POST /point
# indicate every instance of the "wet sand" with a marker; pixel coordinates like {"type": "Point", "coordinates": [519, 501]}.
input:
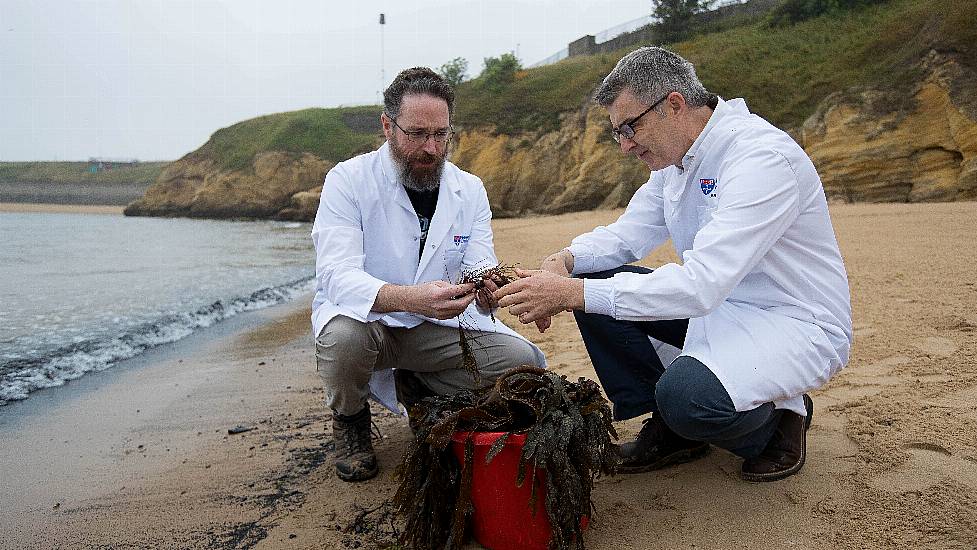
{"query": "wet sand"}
{"type": "Point", "coordinates": [139, 456]}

◆ **PROBLEM REQUIREMENTS**: Rewrite all of the data above as a numbered list, one line per entry, leaving out blank lines and the pictures.

◆ **RESULT**:
1. POST /point
2. # indicate every instance of the "wet sand" with a marker; pixel coordinates like {"type": "Point", "coordinates": [519, 501]}.
3. input:
4. {"query": "wet sand"}
5. {"type": "Point", "coordinates": [139, 456]}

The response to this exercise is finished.